:: Given passage ::
An excellent middle-grade supernatural mystery about family, friendship, and ghosts.

Twelve-year-old Amy is unhappy about always having to babysit her developmentally disabled eleven-year-old sister Louann, which means she doesn't get any alone time with her own friends. (It also means Louann doesn't get to have her own friends, though this isn't something Amy realizes yet.)

After a last-straw incident, Amy ends up staying over with her aunt Clare so she and Louann can get a break from each other for a little while. Amy and Aunt Clare have barely met, as Aunt Clare only recently moved into the neighborhood to stay at the previously vacant old family house until she gets a new job and can move back to the city. To Amy's delight, there's a dollhouse in the attic which is a perfect replica of the old house - complete with dolls of her deceased grandparents, Aunt Clare as a teenager, and Amy's father as a little boy.

Aunt Clare hates the dollhouse to the point where she doesn't even want to talk about it. The other thing no one in the family wants to talk about? What exactly happened to their grandparents. This gets extra awkward when Amy realizes that the dolls seem to be moving around by themselves...

A fast-paced, fun, spooky book with good family dynamics. Louann and Amy's relationship is central to the book, as is the dysfunctional position their parents have put them in by infantilizing Louann and not letting either her or Amy have their own independent lives. The mystery of what's going on with the dollhouse and why goes some way toward explaining why their parents are like that, and a long way toward explaining why Aunt Clare is the way she is. More importantly, it catalyzes a positive change in Amy and Louann's relationship, as well as their individual relationships with other people, when the two of them first have to function separately for the first time in their lives, then have to figure out the haunted dollhouse together.

This is not a "disabled people are magical" book - Louann and Amy have different strengths that help them deal with the supernatural, without that trope coming into play at all. The book does contain depictions of ableism but they're not endorsed by the author.

Thanks, [personal profile] mildred_of_midgard!

Two Brooklyn kids meet a friendly plumber and a black-and-white cat, find a set of unusual magical items - a folding ladder and a pencil - and use them to have adventures. The ladder can transport them to other places (conveniently, it shrinks when folded), and whatever the pencil writes becomes reality for the thing it's written on - so you can write "sardine" on a banana peel to feed a cat (but you need to write "canned" if you don't want it to be alive), or 3" on your arm to shrink yourself to the size of a mouse (not wise when you're around a cat).

:: Entries ::

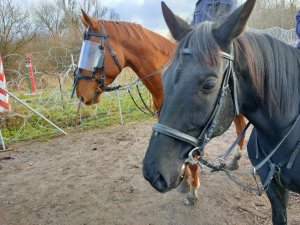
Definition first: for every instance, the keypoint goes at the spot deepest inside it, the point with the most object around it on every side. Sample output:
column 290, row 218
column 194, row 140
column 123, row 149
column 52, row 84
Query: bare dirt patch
column 95, row 177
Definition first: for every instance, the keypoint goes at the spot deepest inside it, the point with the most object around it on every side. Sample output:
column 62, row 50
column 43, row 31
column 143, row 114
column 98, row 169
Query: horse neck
column 257, row 111
column 144, row 58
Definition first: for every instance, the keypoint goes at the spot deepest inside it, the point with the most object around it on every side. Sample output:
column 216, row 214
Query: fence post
column 2, row 141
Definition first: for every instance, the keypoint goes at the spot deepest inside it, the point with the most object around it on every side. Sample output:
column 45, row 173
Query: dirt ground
column 95, row 177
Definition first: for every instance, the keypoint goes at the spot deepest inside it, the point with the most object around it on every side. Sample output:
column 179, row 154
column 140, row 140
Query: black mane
column 274, row 67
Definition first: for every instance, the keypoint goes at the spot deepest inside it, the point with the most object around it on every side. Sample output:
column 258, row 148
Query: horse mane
column 274, row 70
column 137, row 32
column 272, row 65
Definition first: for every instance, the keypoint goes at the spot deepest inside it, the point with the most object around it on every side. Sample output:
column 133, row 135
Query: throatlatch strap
column 175, row 134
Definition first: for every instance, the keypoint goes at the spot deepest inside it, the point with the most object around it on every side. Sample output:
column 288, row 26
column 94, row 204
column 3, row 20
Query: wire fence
column 53, row 72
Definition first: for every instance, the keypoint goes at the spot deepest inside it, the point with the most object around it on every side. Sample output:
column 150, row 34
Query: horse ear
column 177, row 26
column 234, row 24
column 88, row 21
column 84, row 21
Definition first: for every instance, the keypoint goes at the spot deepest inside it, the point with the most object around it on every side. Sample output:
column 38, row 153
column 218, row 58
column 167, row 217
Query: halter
column 100, row 64
column 205, row 136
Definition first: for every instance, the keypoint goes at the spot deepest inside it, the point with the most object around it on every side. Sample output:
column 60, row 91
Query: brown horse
column 145, row 52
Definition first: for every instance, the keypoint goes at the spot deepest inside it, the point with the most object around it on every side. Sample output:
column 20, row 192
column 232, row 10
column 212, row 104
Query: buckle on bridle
column 190, row 159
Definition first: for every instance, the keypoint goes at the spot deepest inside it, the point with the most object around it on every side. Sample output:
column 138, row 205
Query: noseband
column 100, row 65
column 200, row 142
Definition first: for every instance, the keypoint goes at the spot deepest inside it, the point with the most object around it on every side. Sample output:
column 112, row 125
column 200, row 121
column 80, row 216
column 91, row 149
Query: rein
column 205, row 136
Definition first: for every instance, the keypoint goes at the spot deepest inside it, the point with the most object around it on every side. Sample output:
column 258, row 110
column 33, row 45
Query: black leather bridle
column 205, row 136
column 102, row 87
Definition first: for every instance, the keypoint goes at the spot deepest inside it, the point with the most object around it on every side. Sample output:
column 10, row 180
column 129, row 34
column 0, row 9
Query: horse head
column 101, row 60
column 198, row 101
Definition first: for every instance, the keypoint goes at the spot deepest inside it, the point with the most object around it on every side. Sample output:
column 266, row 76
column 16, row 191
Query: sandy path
column 95, row 177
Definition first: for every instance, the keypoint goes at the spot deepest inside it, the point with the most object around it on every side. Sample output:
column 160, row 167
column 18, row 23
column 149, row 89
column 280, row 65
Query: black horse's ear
column 177, row 26
column 234, row 24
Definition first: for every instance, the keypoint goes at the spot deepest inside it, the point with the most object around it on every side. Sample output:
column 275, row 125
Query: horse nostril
column 160, row 184
column 81, row 99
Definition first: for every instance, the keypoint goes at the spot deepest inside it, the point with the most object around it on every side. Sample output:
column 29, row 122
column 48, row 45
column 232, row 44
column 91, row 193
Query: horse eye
column 208, row 85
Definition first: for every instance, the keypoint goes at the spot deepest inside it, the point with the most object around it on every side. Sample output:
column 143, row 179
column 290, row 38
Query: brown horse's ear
column 177, row 26
column 234, row 24
column 88, row 21
column 84, row 21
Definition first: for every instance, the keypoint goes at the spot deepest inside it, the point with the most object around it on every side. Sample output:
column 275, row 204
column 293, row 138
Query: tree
column 16, row 28
column 62, row 16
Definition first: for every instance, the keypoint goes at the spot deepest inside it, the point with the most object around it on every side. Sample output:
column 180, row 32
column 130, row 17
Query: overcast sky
column 145, row 12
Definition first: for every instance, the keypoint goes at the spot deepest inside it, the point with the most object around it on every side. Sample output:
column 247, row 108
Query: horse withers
column 109, row 47
column 217, row 71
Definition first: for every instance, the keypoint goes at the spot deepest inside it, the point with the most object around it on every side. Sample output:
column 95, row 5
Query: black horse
column 219, row 70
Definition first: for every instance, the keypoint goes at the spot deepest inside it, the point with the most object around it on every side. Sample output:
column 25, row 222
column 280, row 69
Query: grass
column 22, row 124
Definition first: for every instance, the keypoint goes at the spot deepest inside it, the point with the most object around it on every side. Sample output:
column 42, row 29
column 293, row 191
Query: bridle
column 102, row 87
column 207, row 132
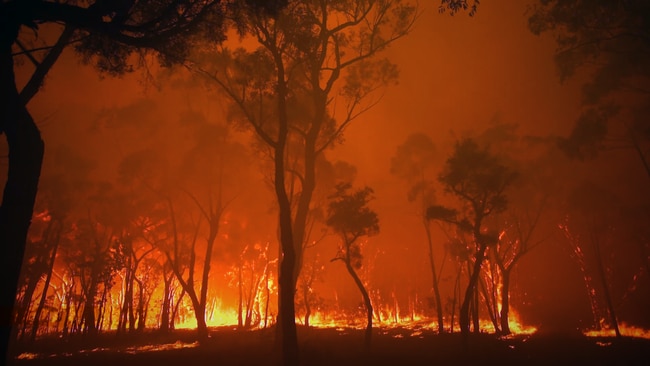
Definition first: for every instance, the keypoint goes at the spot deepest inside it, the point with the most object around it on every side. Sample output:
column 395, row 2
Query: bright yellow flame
column 625, row 329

:: Exercise prompt ::
Continue the middle-grade book reviews at the top of the page, starting after their final sentence.

:: Task response ::
Ruth Chew's books are the ultimate in translating childhood imaginary games into fantasy books, as far as I'm concerned. They take me straight back to the good parts of my pre-internet childhood, when I imagined walking around on the ceiling, shrinking to explore my house or garden at mouse-size, or being able to conjure up a box of my favorite cookies. In her books, kids get to do exactly that. They have just enough danger and tension to be exciting, but the overall atmosphere is curiosity, adventure, exploration, and delight.

My favorite part of this one is when the mouse-sized kids dive into the neighbor's aquarium and explore it. The illustration is incredibly charming.



Available on Kindle as part of this collection:

A brother and sister notice strange goings-on in the previously unoccupied garden next door, and decide to investigate. What follows is an utterly delightful cavalcade of wish-fulfillment, humor, small-scale adventure, and charm, as they fly on magical sunflower petals, shrink to the size of ants, and confront a dragon.

If you, like me, read this book about thirty years ago and have been trying to remember it ever since, it's the one with the magical mint leaves and the shrunken kids stuffing themselves on chocolate cake crumbs.

An absolute delight, one of Chew's best. The illustrations are completely magical. I especially like Susan dangling from a weed to get the attention of the cat menacing her brother, the cat's eyes crossing as she tried to focus on the girl jumping on her nose, and the salamander-like dragon.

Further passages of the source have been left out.